EXTRAIT CHOISI:
⁂

De nombreuses images défilent dans ma tête en songeant à tous ces lieux et à ces personnes que j’ai connus depuis plus de trente ans, soit la moitié de ma vie. Je me souviens d’une brève conversation avec une religieuse qui, à l’époque, m’avait demandé ce que j’allais faire là-bas. À vrai dire, je n’en savais rien. Voici ce que j’aurais pu lui répondre.

 Je suis retourné au Zaïre en septembre 1987, après mon ordination sacerdotale qui avait eu lieu à La Tuque le 28 juin. J’ai alors vécu en pleine brousse chez les peuples Indru de Géty et Héma de Boga, à une soixantaine de kilomètres au sud de la ville de Bunia située au nord-est du pays. J’en garde un souvenir mémorable. Pourtant, les difficultés n’ont pas manqué: isolement, routes impraticables, écroulement économique, pillages dans les grandes villes en réaction aux exactions du régime politique du Président Mobutu Sese Seko, sans oublier les rivalités ethniques provoquées et alimentées par des intérêts mercantiles de pays étrangers.

⁂

CONSIGNE 1: Dans les enregistrements, reproduisez les lignes en commençant par celle qui contient « Referring to the screen above, point out where the window » et en allant jusqu'à celle qui contient « [304,256,349,265] », bornes incluses, sans omettre aucune ligne. Mettez à l'échelle chaque coordonnée des boîtes englobantes des réponses en la multipliant par 0,55, puis arrondissez à l'entier, les demis vers le haut.

EXTRAIT DE DONNÉES:
⁂

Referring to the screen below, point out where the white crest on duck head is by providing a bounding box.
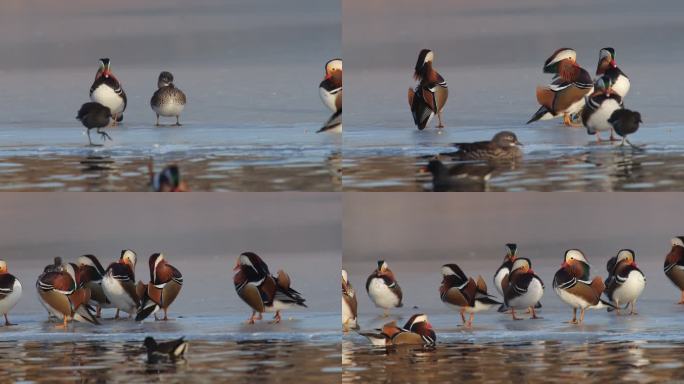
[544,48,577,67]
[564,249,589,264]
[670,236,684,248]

⁂

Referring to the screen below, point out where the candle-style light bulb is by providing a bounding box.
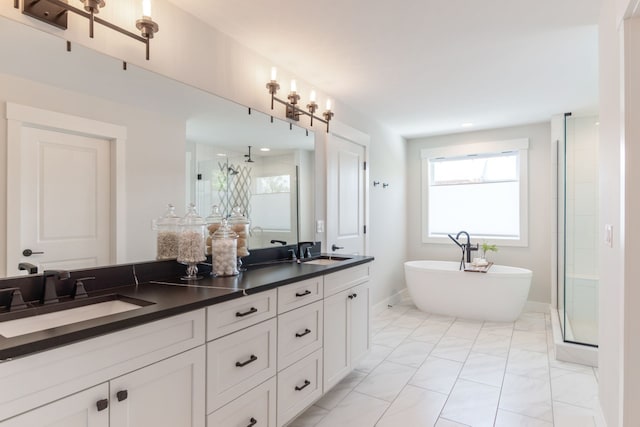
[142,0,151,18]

⁂

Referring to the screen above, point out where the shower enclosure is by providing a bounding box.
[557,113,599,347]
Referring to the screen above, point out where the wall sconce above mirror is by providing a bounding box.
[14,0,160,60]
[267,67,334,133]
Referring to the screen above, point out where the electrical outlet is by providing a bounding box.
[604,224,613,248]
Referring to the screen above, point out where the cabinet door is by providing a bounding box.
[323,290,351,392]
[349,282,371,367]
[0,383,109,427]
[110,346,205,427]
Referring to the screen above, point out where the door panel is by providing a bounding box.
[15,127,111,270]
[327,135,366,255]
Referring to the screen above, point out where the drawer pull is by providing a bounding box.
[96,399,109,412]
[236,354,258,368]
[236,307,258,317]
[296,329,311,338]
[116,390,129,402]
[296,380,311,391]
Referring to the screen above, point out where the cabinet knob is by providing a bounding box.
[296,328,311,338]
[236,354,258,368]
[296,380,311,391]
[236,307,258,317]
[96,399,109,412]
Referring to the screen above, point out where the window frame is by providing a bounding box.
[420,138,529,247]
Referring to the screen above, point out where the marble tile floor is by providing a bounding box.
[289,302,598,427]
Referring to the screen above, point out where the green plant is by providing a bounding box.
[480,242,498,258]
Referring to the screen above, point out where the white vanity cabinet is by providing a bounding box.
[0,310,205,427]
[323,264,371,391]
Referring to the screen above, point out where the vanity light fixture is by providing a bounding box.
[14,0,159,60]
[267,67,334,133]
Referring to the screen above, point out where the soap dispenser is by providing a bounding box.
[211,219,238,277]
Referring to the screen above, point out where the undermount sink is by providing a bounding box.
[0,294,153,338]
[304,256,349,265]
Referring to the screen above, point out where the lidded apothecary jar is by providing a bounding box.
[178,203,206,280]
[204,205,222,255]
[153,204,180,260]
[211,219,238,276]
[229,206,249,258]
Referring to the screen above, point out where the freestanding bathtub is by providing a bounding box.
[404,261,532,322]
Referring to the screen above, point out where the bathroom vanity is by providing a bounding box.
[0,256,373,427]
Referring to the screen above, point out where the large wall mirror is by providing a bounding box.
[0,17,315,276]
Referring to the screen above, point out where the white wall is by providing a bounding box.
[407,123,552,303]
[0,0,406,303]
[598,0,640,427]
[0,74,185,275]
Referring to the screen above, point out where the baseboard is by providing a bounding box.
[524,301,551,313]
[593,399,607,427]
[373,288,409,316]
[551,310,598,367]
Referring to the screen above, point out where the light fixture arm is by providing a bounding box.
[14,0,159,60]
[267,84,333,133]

⁂

CONSIGNE 2: Dans l'extrait sur le retour au Zaïre, recopiez le passage commençant par « Je suis retourné » et allant jusqu'à « de pays étrangers. », en substituant « savane » à « brousse ».

SOLUTION PROPOSÉE 1:
Referring to the screen above, point out where the window frame is by providing a bounding box.
[231,76,291,136]
Referring to the screen above, point out where the marble tile floor is by providing a bounding box.
[159,166,329,235]
Referring to the screen above, point out where the green plant is by providing a bounding box.
[264,133,274,142]
Referring to the screen above, point out where the white vanity cabinet is by providing a bounding box.
[0,171,113,235]
[178,145,204,215]
Referring to the screen above, point out where the vanity light fixture is by providing a bounding box.
[8,0,87,33]
[147,37,184,73]
Referring to the screen above, point out where the soap dispenser is by providing a bounding box.
[116,120,131,152]
Referring to the screen above, point out where the undermount sink is by providing a bounding box.
[0,162,84,186]
[167,141,192,146]

SOLUTION PROPOSÉE 2:
Je suis retourné au Zaïre en septembre 1987, après mon ordination sacerdotale qui avait eu lieu à La Tuque le 28 juin. J’ai alors vécu en pleine savane chez les peuples Indru de Géty et Héma de Boga, à une soixantaine de kilomètres au sud de la ville de Bunia située au nord-est du pays. J’en garde un souvenir mémorable. Pourtant, les difficultés n’ont pas manqué: isolement, routes impraticables, écroulement économique, pillages dans les grandes villes en réaction aux exactions du régime politique du Président Mobutu Sese Seko, sans oublier les rivalités ethniques provoquées et alimentées par des intérêts mercantiles de pays étrangers.